### What is expected
Would you reproduce all of the entries exactly?

### Records for processing
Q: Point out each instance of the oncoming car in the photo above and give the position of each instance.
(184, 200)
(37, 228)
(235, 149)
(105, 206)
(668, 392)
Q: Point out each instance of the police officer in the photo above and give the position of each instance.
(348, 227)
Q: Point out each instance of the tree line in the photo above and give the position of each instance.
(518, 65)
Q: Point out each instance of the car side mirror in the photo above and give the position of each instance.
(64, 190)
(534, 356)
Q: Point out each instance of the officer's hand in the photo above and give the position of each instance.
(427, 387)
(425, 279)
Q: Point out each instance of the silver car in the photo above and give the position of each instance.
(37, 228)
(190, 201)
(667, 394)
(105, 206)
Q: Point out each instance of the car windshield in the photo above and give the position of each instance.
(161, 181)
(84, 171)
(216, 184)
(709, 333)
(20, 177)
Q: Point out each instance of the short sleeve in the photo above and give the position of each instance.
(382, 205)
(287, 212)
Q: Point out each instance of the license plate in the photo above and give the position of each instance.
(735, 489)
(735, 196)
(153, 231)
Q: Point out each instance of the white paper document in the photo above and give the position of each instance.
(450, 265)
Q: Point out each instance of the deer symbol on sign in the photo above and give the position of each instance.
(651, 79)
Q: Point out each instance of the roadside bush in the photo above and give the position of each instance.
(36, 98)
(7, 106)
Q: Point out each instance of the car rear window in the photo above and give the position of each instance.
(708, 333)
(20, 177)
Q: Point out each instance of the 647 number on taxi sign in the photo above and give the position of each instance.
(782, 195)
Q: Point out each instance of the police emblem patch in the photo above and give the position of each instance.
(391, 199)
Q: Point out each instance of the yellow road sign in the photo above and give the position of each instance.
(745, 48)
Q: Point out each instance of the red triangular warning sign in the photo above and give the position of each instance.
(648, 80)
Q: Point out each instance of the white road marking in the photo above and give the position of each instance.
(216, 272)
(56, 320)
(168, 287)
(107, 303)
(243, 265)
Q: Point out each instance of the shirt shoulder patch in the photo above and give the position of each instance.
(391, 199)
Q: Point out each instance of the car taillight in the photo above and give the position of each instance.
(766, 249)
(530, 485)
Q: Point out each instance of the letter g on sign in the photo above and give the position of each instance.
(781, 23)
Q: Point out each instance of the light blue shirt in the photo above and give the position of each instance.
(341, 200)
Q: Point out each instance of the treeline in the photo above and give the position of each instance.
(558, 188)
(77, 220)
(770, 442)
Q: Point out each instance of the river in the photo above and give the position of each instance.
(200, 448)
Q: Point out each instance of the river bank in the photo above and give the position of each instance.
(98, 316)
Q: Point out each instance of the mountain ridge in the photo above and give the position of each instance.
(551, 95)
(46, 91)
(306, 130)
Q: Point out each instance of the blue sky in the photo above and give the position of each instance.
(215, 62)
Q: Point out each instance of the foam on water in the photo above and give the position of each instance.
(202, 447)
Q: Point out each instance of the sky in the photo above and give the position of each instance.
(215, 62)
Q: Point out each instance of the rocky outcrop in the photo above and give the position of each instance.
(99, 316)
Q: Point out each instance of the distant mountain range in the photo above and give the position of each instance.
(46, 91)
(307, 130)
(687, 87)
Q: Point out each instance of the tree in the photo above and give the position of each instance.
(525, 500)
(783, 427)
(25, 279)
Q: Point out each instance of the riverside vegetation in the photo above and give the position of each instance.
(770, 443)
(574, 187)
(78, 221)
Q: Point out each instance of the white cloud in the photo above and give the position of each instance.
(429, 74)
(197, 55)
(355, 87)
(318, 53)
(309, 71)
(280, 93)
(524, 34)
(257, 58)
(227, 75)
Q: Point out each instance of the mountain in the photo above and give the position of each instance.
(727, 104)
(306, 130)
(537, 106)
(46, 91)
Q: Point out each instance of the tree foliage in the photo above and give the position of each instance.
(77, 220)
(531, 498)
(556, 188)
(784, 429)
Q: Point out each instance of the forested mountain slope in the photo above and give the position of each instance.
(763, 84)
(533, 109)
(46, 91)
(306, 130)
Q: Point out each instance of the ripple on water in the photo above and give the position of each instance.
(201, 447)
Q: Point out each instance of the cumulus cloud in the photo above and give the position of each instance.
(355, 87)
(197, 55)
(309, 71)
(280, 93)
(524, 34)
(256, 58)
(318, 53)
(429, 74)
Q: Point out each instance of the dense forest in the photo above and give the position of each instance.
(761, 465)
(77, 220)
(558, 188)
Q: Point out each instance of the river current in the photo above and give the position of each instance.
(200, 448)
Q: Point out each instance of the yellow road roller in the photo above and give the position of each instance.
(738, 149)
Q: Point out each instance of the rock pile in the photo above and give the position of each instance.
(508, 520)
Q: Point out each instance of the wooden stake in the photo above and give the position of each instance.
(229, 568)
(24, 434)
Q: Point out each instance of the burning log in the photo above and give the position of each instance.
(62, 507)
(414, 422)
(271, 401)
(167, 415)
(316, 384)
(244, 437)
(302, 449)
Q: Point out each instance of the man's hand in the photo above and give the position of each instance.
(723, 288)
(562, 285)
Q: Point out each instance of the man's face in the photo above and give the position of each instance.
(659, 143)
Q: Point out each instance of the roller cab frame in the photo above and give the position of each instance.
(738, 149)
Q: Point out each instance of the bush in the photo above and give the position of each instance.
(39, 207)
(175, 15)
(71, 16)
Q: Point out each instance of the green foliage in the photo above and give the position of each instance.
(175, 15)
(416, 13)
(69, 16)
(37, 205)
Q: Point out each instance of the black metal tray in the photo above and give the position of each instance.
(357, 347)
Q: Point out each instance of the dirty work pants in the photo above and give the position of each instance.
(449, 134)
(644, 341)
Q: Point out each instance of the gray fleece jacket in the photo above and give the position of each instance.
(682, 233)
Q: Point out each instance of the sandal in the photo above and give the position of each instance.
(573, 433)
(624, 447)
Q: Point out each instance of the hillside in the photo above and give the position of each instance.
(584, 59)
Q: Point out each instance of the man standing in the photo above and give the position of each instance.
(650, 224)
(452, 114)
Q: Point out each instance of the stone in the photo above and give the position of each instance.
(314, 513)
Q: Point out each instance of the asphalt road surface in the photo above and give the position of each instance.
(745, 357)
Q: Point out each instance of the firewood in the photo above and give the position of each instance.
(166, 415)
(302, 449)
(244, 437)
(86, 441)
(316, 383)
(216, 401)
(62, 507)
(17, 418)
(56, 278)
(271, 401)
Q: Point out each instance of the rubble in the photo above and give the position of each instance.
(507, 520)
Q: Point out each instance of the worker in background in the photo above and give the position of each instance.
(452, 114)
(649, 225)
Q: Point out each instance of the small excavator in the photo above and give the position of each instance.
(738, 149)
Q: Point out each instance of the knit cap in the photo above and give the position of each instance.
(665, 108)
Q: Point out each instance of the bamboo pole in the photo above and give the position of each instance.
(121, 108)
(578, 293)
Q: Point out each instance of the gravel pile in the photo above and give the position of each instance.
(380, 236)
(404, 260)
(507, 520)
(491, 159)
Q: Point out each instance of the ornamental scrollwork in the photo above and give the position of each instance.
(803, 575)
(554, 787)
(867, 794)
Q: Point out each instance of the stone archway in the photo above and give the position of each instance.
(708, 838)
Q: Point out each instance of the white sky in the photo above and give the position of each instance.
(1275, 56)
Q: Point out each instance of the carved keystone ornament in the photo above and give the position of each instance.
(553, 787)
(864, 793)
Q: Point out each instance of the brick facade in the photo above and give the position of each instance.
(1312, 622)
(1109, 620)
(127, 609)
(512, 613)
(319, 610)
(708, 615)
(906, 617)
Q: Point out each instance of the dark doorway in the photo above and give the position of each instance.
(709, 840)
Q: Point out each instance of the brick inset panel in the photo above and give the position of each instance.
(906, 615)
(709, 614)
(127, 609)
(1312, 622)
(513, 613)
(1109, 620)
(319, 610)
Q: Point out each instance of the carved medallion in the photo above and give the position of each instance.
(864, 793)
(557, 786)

### Task solution
Q: Point out each instance of the oncoming car in the photo above and give the position of each instance.
(184, 200)
(37, 228)
(235, 149)
(105, 206)
(668, 392)
Q: Point out each instance of the police officer in the photo above and give the position of each instance.
(348, 227)
Q: Point out each instance of the tree line in the photo above and give the position of each instance.
(518, 65)
Q: Point out each instance of the car side mirror in the photo above and give the position of each instance.
(64, 190)
(534, 356)
Q: Point out each instance of the officer's hand in the photo above and give the position of each instance.
(427, 387)
(425, 279)
Q: Point out each instance of the silver car in the photo above and give the position of each instance.
(37, 228)
(190, 201)
(667, 394)
(105, 206)
Q: Point out each instance of the car windshield in the photo above and give the position of each instance.
(161, 181)
(84, 171)
(216, 184)
(709, 333)
(20, 177)
Q: Point out each instance of the short sleeve in the photo above and give the position of each instance.
(382, 205)
(287, 212)
Q: Point out each instance of the license plate in the photo above and give the position of each instance.
(735, 489)
(735, 196)
(153, 231)
Q: Point out each instance of the white paper document in the photo above and give the position of each instance.
(450, 265)
Q: Point out each instance of the deer symbol on sign in the photo above and give the position of each instance.
(651, 79)
Q: Point out each instance of the roadside bush in the photo above and give the position of each instance.
(36, 98)
(7, 106)
Q: Point out each instance of the car rear window in the photo above and give the position of each instance.
(708, 333)
(20, 177)
Q: Point out each instance of the 647 number on taxi sign in the photo above and give the position of each instance.
(782, 195)
Q: Point out each instance of the police emblem patch in the photo above and give the position of each instance.
(391, 199)
Q: Point out each instance of the yellow road sign in the photo above and give the position of each instance.
(745, 48)
Q: Point out each instance of the red triangular warning sign in the photo above and give the position of each instance.
(648, 80)
Q: Point out each instance of the white road marking in the photo above and give the position of each instance.
(216, 272)
(56, 320)
(168, 287)
(107, 303)
(243, 265)
Q: Point out each instance of the shirt shoulder patch in the photo above and give the position of each instance.
(391, 199)
Q: Point out each instance of the car taillight in the photo above and give the position of each instance.
(766, 249)
(530, 485)
Q: Point out each instance of the letter g on sign in the photo above and give the position of each instance.
(781, 23)
Q: Point out each instance of the light blue shirt in the photo above and give the position of each instance.
(341, 200)
Q: Point out each instance of the treeline in the photo above and give the position of each instance.
(558, 188)
(77, 220)
(770, 442)
Q: Point out each instance of the river in the photo above and give the position of each instance.
(200, 448)
Q: Point out each instance of the river bank in the photo above and give the position of each instance.
(98, 316)
Q: Point out each instance of the mountain ridge in the photo above and give the position of each instance.
(551, 95)
(46, 91)
(306, 130)
Q: Point out each instance of the blue sky in the photo above and give the position of each instance.
(215, 62)
Q: Point out each instance of the foam on water in the photo above and give the position of each instance.
(202, 447)
Q: Point out each instance of the sky in the photo above and give the position of each instance.
(215, 62)
Q: Point out each instance of the rocky outcrop in the photo above and give the position of each instance.
(99, 316)
Q: Point out each instance of the distant mountain range in the photo above and give the position of each instance.
(46, 91)
(307, 130)
(687, 87)
Q: Point out each instance of the tree in the photo above and give the position of each instance.
(525, 500)
(783, 427)
(25, 279)
Q: Point out each instance of the riverside vegetation in the photo above and give the position of each instance.
(770, 443)
(574, 187)
(78, 221)
Q: Point out each instance of the white cloud in the photo above and give the position of each instance.
(429, 74)
(197, 55)
(355, 87)
(318, 53)
(309, 71)
(280, 93)
(524, 34)
(257, 58)
(227, 75)
Q: Point out each instance of the mountain in the photo above and give the position of each instance.
(727, 104)
(306, 130)
(537, 106)
(46, 91)
Q: Point out each instance of the tree foliage in the photo above and give the position of each instance.
(77, 220)
(531, 498)
(556, 188)
(784, 429)
Q: Point out each instance of the forested mountain slope in the photo above and give the position of each instance.
(763, 84)
(533, 109)
(46, 91)
(306, 130)
Q: Point out each instance of the ripple on water in the photo above and give the position of each instance.
(201, 447)
Q: Point out each instance of the cumulus cloud in the photo above and give the position of each instance.
(355, 87)
(197, 55)
(309, 71)
(280, 93)
(524, 34)
(256, 58)
(318, 53)
(429, 74)
Q: Point out each instance of the dense forest in the photo above and give the position of each instance.
(761, 465)
(77, 220)
(558, 188)
Q: Point out each instance of the river current in the photo above and give the position of each instance.
(200, 448)
Q: Point out each instance of the yellow road roller in the photo above and give the position of each instance.
(738, 149)
Q: Point out each instance of the rock pile in the photo above and give the position of each instance.
(508, 520)
Q: Point out each instance of the wooden stake in the photo above and give the position of each instance.
(229, 568)
(24, 434)
Q: Point out each instance of the burning log in the photo above and give the position of each instance.
(62, 507)
(414, 422)
(271, 401)
(167, 415)
(316, 384)
(244, 437)
(302, 449)
Q: Point out each instance of the man's hand in the photo above and give the position of each instance.
(723, 288)
(562, 285)
Q: Point out each instance of the man's face in the photo above and give the position of each instance.
(659, 143)
Q: Point out each instance of the roller cab frame in the photo above and give the position of each instance.
(738, 149)
Q: Point out each instance of the bush in the photo above and give the position of each instance.
(39, 207)
(175, 15)
(71, 16)
Q: Point out each instance of the green foliage in the photo above and give the position of each instance.
(175, 15)
(416, 13)
(69, 16)
(37, 205)
Q: Point out each instance of the black metal tray in the photo above and give the position of each instance.
(357, 347)
Q: Point out each instance of the dirty work pants in the photo above and give the position of each instance.
(449, 134)
(644, 341)
Q: Point out each instance of the gray fleece jacket in the photo above and give the position of each instance.
(682, 233)
Q: Point out each instance of the sandal in the photo above and give the position of each instance.
(573, 433)
(624, 447)
Q: Point out each instance of the hillside in the photo above and give the position of each instance.
(584, 59)
Q: Point out each instance of the man standing in the photo above and give the position of each instance.
(650, 224)
(452, 114)
Q: Point out each instance of the stone in the photo above and give the position of each instance.
(314, 513)
Q: Point out each instance of the asphalt road surface in the photo above and give the position of each instance.
(745, 357)
Q: Point out each instance of the firewood in the photo above and give the position of each instance.
(166, 415)
(302, 449)
(244, 437)
(86, 441)
(316, 383)
(216, 401)
(62, 507)
(17, 418)
(56, 278)
(271, 401)
Q: Point out each instance of the rubble in the photo above and give the position of each instance.
(507, 520)
Q: Point out each instance of the worker in background in the photo above and give the position of each instance.
(452, 114)
(649, 225)
Q: Point out each instance of the small excavator in the photo above and give the position of each instance.
(738, 149)
Q: Point out each instance of the knit cap in the photo above and give the position of each instance.
(665, 108)
Q: Point out each instance of the bamboo pole in the photo above and give the position of each instance.
(121, 108)
(578, 293)
Q: Point out each instance of the gravel pile in the photo above and give the position of each instance.
(380, 236)
(404, 260)
(507, 520)
(491, 159)
Q: Point out each instance of the ornamental scrollwork in the photo above and give the position of each instance.
(803, 575)
(554, 787)
(867, 794)
Q: Point out each instance of the stone archway in the photo above and give the position of each instance.
(708, 838)
Q: Point out each instance of the white sky in the photo above and give the position of each instance.
(1275, 56)
Q: Point out each instance of the carved keystone ornament in the photo above and give the position of each instance.
(553, 787)
(864, 793)
Q: Point out each instance of the brick facade in the photo above and give the position of each instance.
(1312, 622)
(1109, 620)
(127, 609)
(512, 613)
(319, 610)
(708, 615)
(906, 617)
Q: Point out each instance of the dark doorway in the photo above and give the position of each instance.
(709, 840)
Q: Point out each instance of the brick inset panel in the photo above and give the position of each instance.
(906, 615)
(709, 614)
(127, 609)
(1312, 622)
(513, 613)
(1109, 620)
(319, 610)
Q: Point out each instance of the carved medallion in the photo above and give the position of each instance.
(864, 793)
(557, 786)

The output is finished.